§ **YOUR INSTRUCTIONS**: Can you recast every line of the records below as a JSON list of strings, one string per line, skipping blank lines and omitting the pictures?

§ **EXTRACTED INFORMATION**:
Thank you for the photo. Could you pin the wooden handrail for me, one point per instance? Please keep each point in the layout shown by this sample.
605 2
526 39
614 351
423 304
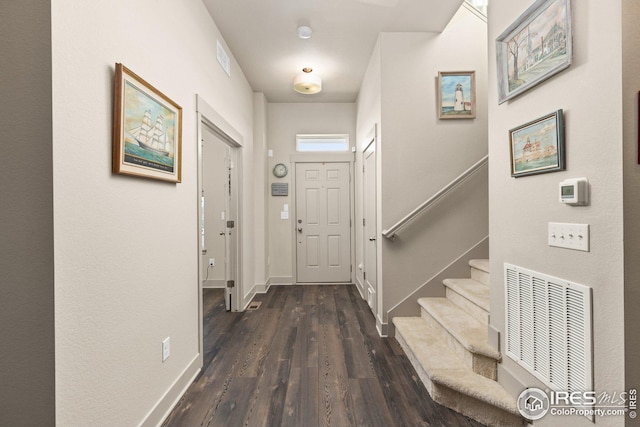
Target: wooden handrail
390 233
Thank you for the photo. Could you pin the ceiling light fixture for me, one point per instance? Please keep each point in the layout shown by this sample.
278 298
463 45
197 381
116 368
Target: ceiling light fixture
304 32
307 83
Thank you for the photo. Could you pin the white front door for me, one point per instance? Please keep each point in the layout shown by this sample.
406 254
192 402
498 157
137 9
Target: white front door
370 233
323 223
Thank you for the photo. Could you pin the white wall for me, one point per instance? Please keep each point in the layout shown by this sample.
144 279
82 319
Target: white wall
369 116
261 192
285 120
591 94
27 382
419 154
126 248
631 79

§ **EXERCISE RESPONSE**:
[
  "Thank you for the photo. Could you pin the wooden handrail for me, one point per instance? Please keep each point in the layout shown by this sample.",
  "605 2",
  "526 39",
  "614 351",
  "423 304",
  "Target: wooden handrail",
  "390 233",
  "Thank you for the photo. Could you pin the ceiling light fixture for me, one point per instance? Please keep each point in the layout shown by this sample.",
  "278 298",
  "463 45",
  "197 381",
  "116 368",
  "Target: ceiling light fixture",
  "304 32",
  "307 83",
  "Thank you for the photo. Could you pin the white front door for me, one point per instance? Please keep each point in the layout shown by this sample.",
  "406 254",
  "192 402",
  "498 157",
  "137 9",
  "Target: white front door",
  "370 233",
  "323 223",
  "Thank you for the photo. Could you pin the white wall for me, one point per instance? Please keep each point in the layout shown by this sample.",
  "144 279",
  "82 319",
  "Target: white wall",
  "369 116",
  "261 192",
  "285 120",
  "591 94",
  "27 382",
  "419 154",
  "126 248",
  "631 79"
]